Explore the material —
[1] Answer these questions about the article on UNICEF's vaccination warning, one line each:
(a) In how many of the 55 countries studied did confidence in the importance of vaccines for children drop significantly?
(b) Who is UNICEF's Associate Director of Immunization?
(c) How many deaths do health agencies say childhood vaccinations prevent worldwide every year?
[2] Which countries does the article on UNICEF's vaccination warning name as places where vaccination rates declined by more than a third?

*** Extract to read Section Begins ***

GENEVA —The U.N. children’s fund, UNICEF, warns many children are likely to die from vaccine preventable diseases because of a decline in routine immunization during the COVID-19 pandemic.
New data in UNICEF’s State of the World’s Children 2023 report show a significant drop in confidence in the importance of vaccines for children in 52 out of 55 countries studied, noting that vaccination rates have declined by more than a third in South Korea, Papua New Guinea, Ghana, Senegal, and Japan. Only in three countries — China, India, and Mexico — did the data show people remained positive about the health benefits of vaccination.
In most countries, the study said, “people under 35 and women were more likely to report less confidence about vaccines for children after the start of the pandemic.”
This is particularly worrisome as the report finds 67 million children, nearly half of them on the African continent, have missed out on one or more vaccinations due to disruptions in immunization services during the three years of the COVID-19 pandemic.
Fear and disinformation
Authors of the report warn the threat of vaccine hesitancy may be growing due to factors such as misleading information about vaccine safety, declining trust in expertise, and political polarization that are discouraging parents from vaccinating their children.
“At the height of the pandemic, scientists rapidly developed vaccines that saved countless lives,” said Catherine Russell, UNICEF Executive Director. “But, despite this historic achievement, fear and disinformation about all types of vaccines circulated as widely as the virus itself.”
Health agencies report four million deaths are prevented worldwide by childhood vaccinations every year. But UNICEF warns that much of the gains made over many years in routine childhood immunization have been eroded in the past three years.
“The COVID-19 pandemic was largely responsible for the backsliding in coverage, but it also exacerbated existing inequities,” said Ephrem Lemango, UNICEF’s Associate Director of Immunization.
“As a result, a total of 67 million children missed out on routine vaccination between 2019 and 2021” and 48 million did not receive a single routine vaccine, “also known as zero-dose,” he said.

*** Extract to read Section Ends ***
*** Source data Section Begins ***

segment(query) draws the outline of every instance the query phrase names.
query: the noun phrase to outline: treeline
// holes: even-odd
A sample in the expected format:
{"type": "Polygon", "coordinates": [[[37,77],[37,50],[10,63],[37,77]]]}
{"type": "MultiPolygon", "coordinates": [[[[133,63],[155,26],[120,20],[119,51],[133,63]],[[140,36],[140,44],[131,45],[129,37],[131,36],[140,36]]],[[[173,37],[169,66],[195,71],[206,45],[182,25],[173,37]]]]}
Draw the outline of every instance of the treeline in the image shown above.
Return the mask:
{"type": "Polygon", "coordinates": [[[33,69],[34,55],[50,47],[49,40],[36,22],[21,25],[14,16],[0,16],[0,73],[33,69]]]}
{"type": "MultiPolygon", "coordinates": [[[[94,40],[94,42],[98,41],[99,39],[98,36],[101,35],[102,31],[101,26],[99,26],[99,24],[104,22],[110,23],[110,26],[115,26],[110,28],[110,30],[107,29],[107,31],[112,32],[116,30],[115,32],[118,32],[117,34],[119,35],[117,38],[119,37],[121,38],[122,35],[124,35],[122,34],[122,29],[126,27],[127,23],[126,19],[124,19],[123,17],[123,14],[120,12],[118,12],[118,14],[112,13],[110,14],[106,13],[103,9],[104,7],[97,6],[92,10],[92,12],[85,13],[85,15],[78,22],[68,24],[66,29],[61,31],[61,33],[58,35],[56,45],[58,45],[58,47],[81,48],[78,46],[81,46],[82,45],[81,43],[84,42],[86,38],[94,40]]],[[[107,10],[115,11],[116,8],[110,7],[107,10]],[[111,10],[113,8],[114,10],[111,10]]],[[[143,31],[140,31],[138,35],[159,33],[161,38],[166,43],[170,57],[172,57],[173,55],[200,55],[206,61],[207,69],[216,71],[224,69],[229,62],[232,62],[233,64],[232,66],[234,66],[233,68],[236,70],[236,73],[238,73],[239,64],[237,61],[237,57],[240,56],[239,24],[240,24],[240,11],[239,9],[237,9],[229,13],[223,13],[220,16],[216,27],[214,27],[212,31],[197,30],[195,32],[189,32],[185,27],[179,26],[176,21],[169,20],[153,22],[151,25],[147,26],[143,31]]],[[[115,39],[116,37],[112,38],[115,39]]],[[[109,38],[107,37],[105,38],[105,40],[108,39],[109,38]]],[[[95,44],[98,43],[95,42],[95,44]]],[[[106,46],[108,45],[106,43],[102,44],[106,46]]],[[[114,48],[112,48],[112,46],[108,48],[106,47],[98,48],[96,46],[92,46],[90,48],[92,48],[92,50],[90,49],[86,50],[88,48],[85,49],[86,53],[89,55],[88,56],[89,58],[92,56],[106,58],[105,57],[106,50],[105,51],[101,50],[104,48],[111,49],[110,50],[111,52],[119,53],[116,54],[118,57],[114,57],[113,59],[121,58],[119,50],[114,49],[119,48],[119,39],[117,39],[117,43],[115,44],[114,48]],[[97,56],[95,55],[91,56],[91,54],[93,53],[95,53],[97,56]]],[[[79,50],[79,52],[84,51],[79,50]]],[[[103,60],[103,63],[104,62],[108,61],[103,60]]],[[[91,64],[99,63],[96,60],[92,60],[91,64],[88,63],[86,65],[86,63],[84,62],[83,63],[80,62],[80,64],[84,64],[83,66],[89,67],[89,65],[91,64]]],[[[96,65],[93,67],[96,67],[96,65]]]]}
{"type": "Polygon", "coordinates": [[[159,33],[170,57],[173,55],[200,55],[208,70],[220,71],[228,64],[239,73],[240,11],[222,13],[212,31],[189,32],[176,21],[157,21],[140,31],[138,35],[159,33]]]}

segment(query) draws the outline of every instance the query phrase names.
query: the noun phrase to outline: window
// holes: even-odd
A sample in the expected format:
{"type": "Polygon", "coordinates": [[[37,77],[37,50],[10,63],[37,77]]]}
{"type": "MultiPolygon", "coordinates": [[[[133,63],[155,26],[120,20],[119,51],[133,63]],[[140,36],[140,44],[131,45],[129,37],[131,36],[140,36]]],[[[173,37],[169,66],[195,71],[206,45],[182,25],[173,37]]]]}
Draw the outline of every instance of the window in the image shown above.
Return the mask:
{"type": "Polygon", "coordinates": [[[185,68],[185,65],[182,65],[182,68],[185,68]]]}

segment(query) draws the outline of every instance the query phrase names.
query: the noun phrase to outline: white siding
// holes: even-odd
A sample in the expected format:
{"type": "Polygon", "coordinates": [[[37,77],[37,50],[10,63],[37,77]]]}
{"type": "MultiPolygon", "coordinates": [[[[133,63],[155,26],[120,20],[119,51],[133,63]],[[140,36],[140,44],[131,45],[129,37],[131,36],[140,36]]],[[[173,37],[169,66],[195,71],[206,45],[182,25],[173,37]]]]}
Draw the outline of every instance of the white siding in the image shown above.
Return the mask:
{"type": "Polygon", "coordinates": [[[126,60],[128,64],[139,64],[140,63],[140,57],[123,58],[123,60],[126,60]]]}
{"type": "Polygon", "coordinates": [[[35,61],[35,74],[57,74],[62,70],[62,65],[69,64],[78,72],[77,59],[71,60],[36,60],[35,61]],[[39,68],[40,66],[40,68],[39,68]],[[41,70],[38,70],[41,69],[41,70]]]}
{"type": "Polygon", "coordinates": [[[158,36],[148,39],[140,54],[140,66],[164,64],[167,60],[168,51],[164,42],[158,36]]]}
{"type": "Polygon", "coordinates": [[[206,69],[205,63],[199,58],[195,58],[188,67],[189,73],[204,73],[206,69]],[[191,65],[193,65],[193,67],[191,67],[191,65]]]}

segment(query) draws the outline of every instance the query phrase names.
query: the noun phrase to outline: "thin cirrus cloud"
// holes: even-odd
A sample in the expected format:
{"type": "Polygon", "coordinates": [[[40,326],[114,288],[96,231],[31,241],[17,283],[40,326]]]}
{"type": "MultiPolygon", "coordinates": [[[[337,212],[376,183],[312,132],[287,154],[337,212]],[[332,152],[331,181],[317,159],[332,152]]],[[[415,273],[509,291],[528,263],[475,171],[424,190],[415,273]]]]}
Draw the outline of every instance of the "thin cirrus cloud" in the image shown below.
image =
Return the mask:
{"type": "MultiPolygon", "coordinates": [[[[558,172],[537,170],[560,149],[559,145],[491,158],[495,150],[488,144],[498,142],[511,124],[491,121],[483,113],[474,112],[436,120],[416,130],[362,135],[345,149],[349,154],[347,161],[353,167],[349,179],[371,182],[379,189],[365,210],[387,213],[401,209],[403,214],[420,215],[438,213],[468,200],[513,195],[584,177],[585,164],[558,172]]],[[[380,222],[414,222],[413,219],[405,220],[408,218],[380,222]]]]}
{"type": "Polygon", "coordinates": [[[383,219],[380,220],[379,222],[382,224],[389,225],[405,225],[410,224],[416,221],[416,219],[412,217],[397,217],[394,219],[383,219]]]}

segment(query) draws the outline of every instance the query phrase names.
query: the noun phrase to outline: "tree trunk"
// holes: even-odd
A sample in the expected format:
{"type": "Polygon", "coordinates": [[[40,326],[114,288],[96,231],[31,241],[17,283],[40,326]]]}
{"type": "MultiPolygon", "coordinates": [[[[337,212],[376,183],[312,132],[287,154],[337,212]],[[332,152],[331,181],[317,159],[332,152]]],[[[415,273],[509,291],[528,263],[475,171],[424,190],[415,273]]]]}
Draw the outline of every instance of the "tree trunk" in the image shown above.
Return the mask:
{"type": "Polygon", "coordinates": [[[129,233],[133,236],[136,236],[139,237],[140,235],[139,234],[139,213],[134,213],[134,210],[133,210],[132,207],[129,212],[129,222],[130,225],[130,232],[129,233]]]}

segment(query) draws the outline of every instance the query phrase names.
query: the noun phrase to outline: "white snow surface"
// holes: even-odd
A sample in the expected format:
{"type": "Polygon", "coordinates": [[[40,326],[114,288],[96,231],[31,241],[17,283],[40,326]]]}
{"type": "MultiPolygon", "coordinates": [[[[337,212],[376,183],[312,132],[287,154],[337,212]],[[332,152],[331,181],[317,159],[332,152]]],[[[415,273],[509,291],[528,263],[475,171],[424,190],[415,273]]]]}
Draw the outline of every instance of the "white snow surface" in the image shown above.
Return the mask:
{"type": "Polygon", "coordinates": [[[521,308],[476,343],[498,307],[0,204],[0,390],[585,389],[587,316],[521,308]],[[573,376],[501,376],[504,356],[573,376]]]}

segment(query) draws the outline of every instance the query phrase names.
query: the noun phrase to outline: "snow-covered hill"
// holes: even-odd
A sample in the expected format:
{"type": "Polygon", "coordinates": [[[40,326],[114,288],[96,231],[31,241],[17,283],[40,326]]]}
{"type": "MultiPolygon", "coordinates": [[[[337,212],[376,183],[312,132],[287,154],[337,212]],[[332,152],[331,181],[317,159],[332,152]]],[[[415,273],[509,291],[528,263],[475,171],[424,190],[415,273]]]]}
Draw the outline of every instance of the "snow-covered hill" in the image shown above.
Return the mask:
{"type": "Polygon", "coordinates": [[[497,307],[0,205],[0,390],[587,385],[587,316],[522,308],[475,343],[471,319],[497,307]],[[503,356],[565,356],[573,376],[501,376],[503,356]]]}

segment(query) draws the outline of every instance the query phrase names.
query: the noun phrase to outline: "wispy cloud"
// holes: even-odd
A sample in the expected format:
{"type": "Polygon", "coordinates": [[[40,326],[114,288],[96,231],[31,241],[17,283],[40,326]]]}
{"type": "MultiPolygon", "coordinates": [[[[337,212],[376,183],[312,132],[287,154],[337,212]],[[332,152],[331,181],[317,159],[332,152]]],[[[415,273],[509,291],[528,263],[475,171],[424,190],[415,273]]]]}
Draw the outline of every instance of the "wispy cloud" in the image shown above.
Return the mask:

*** Source data Section Ends ***

Solutions to the exercise —
[1]
(a) 52
(b) Ephrem Lemango
(c) Four million

[2] South Korea, Papua New Guinea, Ghana, Senegal, and Japan.